Dataset entries
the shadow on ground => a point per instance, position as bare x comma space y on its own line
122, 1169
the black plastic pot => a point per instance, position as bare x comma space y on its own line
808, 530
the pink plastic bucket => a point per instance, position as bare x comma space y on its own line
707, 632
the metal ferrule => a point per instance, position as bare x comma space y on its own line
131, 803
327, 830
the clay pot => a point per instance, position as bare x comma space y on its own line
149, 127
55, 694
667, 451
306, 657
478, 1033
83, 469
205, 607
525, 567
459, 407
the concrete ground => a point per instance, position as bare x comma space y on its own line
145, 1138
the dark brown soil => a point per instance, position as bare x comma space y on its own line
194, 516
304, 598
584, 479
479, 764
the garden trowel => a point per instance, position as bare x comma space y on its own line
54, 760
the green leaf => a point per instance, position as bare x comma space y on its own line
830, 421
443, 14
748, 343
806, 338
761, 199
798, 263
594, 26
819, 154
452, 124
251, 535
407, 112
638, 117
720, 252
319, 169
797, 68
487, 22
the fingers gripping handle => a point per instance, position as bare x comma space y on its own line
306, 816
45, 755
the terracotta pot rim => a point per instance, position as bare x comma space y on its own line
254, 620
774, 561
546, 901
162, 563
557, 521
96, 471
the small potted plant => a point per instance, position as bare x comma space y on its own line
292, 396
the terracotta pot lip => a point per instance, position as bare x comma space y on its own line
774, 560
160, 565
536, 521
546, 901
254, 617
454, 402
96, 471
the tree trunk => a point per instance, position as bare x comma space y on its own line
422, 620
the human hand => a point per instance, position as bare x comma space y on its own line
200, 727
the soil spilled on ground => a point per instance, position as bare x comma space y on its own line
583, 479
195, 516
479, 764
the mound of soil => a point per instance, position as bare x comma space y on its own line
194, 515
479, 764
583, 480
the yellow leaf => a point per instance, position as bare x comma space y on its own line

▶ _Problem description_
Starting from the line containing "the terracotta pot lip", repeat each line through the end of the entries, exactly.

▶ _Response_
the terracotta pot lip => a point per instance, position as bare x comma space y on its own line
774, 560
160, 565
536, 521
546, 901
254, 617
454, 402
96, 471
the tree trunk => a point per instance, position as bare x comma space y on its own line
422, 620
the human hand => a point per instance, position as bare x comma space y on its own line
200, 727
the soil spilled on ground => a point per instance, position as bare x comma space y on its own line
583, 479
195, 516
479, 764
the mound of soil => a point per instance, position as bare x comma space y on its own line
194, 515
479, 764
583, 480
the yellow leaf => a point per instance, position as bare x comma space y on its own line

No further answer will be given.